* YOUR TASK
Below are entries with pictures among them; reproduce exactly, and only, the lines from the one containing "the red cherry" down to the one containing "the squirrel eye", without the pictures.

Top of RECORDS PROVIDED

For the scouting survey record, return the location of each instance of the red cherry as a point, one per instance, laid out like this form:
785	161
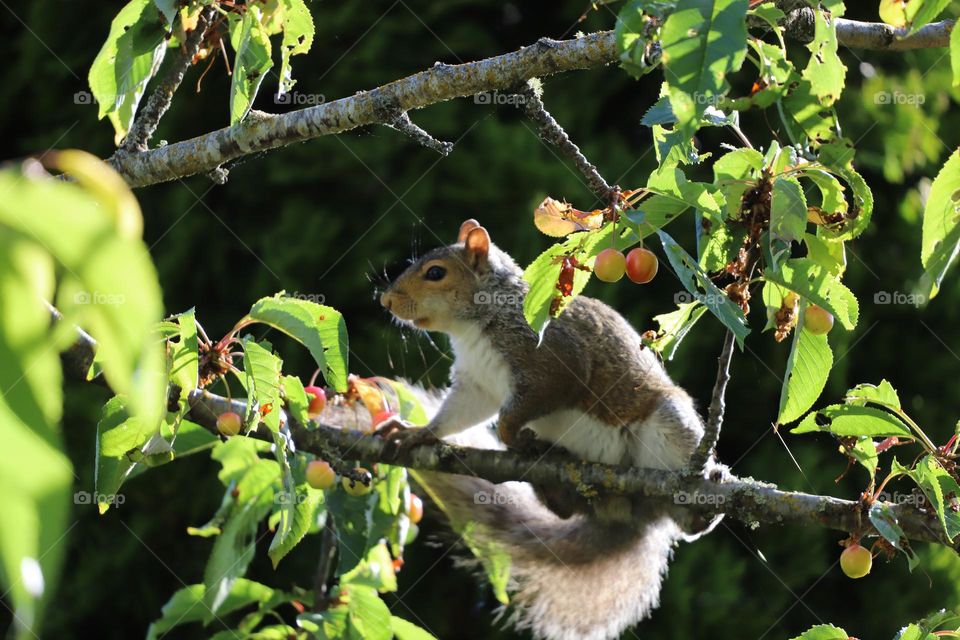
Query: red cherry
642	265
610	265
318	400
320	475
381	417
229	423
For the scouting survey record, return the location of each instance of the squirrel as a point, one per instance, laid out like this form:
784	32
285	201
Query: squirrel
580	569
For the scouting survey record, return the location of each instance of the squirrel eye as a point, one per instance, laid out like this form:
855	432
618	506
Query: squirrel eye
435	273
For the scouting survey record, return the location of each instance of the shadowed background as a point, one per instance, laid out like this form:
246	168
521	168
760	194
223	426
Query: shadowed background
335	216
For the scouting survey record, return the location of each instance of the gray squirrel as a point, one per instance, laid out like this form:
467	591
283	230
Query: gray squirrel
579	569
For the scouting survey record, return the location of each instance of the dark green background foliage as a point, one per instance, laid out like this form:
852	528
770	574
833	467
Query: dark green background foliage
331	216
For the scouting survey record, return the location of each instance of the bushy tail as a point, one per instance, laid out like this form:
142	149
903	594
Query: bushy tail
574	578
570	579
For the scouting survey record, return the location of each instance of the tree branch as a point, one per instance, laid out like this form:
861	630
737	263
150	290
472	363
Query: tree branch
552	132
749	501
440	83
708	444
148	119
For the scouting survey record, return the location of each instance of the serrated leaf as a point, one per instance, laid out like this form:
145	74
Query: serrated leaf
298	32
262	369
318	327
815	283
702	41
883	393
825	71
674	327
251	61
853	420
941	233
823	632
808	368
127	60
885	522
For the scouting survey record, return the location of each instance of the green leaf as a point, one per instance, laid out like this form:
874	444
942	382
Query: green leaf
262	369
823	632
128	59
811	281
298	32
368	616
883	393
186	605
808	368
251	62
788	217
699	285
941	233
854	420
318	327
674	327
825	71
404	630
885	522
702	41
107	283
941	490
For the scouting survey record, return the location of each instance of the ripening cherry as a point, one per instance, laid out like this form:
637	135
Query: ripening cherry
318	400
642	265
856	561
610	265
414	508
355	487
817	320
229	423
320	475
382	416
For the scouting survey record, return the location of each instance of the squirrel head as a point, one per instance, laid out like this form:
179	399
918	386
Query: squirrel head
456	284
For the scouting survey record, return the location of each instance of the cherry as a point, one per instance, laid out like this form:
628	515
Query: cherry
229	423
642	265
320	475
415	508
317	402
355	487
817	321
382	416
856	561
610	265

Bottom of RECORDS PROVIDED
Top of RECORDS PROVIDED

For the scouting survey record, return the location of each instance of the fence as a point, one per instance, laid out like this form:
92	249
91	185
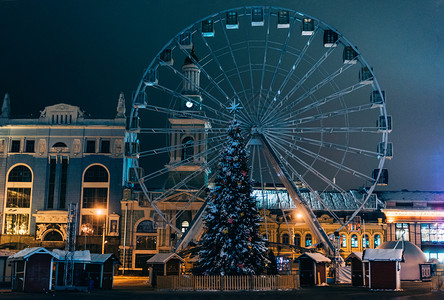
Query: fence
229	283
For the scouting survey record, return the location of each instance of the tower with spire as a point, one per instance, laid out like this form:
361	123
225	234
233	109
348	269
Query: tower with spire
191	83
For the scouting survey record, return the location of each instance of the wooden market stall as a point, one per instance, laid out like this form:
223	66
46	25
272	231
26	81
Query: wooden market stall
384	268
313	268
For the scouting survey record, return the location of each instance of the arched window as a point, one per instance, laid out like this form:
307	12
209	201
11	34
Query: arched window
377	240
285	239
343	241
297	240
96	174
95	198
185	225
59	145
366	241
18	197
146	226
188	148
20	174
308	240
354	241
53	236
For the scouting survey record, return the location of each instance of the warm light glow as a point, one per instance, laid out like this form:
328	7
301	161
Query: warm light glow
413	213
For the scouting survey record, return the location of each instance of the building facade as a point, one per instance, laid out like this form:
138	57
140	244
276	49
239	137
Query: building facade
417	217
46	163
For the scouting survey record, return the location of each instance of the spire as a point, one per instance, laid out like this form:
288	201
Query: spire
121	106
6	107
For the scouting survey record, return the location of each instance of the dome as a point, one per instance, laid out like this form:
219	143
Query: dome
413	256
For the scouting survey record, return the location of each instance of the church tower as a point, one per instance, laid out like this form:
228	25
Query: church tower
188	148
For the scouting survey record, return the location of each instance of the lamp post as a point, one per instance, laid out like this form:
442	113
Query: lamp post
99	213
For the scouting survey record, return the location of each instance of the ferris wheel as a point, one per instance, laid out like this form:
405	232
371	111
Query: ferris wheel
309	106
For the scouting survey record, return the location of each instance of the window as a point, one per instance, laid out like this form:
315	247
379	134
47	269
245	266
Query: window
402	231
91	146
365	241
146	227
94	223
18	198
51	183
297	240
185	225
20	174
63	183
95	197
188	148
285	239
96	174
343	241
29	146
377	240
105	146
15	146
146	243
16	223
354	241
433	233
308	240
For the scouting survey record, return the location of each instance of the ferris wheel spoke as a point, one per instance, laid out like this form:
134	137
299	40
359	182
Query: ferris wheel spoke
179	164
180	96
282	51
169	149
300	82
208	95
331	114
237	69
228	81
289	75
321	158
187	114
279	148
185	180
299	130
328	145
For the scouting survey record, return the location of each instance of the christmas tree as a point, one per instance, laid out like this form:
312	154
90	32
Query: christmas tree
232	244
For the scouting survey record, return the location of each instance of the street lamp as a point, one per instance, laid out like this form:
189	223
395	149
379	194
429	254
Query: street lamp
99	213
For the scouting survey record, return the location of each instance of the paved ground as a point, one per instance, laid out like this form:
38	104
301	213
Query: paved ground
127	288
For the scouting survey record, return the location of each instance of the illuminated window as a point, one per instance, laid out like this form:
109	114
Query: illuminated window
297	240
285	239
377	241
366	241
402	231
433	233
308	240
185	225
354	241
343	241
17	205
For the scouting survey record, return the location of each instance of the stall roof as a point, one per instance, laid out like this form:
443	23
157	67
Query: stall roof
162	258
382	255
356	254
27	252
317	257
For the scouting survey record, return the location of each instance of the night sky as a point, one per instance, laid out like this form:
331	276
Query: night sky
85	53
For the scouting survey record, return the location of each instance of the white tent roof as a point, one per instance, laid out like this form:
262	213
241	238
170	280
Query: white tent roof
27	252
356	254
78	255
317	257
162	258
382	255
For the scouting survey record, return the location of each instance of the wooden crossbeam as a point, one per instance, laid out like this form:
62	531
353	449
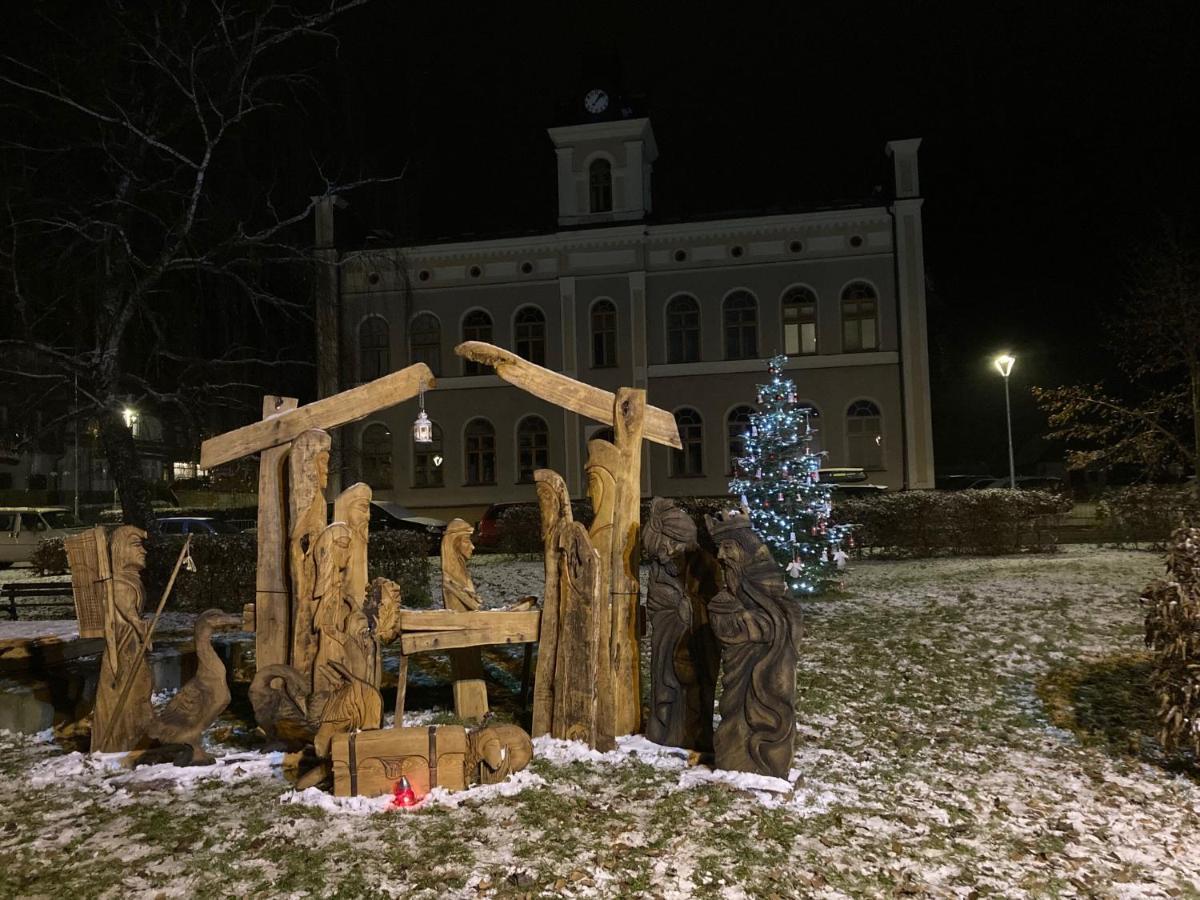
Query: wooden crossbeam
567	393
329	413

Bottom of RECORDS PROVIDED
Top of RECORDS PROVIDED

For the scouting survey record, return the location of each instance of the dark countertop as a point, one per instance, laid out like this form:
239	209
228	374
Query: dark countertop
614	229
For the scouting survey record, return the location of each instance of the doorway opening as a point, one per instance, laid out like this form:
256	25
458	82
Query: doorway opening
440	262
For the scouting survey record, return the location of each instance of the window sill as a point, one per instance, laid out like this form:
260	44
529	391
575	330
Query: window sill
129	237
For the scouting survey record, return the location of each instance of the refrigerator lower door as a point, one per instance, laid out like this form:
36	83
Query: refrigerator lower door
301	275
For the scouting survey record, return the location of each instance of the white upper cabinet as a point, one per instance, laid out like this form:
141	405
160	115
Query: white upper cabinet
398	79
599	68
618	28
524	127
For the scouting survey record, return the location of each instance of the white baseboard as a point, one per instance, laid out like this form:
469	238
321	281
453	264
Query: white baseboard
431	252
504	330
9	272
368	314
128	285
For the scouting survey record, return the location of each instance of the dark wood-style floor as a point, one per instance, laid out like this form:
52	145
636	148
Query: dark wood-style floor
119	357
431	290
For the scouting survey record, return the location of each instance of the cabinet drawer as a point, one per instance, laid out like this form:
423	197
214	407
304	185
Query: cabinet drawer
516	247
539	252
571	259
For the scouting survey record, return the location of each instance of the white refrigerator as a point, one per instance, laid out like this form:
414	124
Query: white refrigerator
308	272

Bottom of RECORDS PROVIDED

* PROBLEM SOLUTION
For the scouting survey record, return the location of each instance of the red cherry as a point, one per instance, laid out like this form:
785	161
Query: red cherry
642	265
610	265
318	400
320	475
381	417
229	423
For the scouting survey record, return the location of each instance of the squirrel as a point, one per instance, laid out like this form:
784	32
285	201
Query: squirrel
580	569
For the scouting survey record, return the location of each instance of the squirrel eye as a point, one per instance, laid out like this form:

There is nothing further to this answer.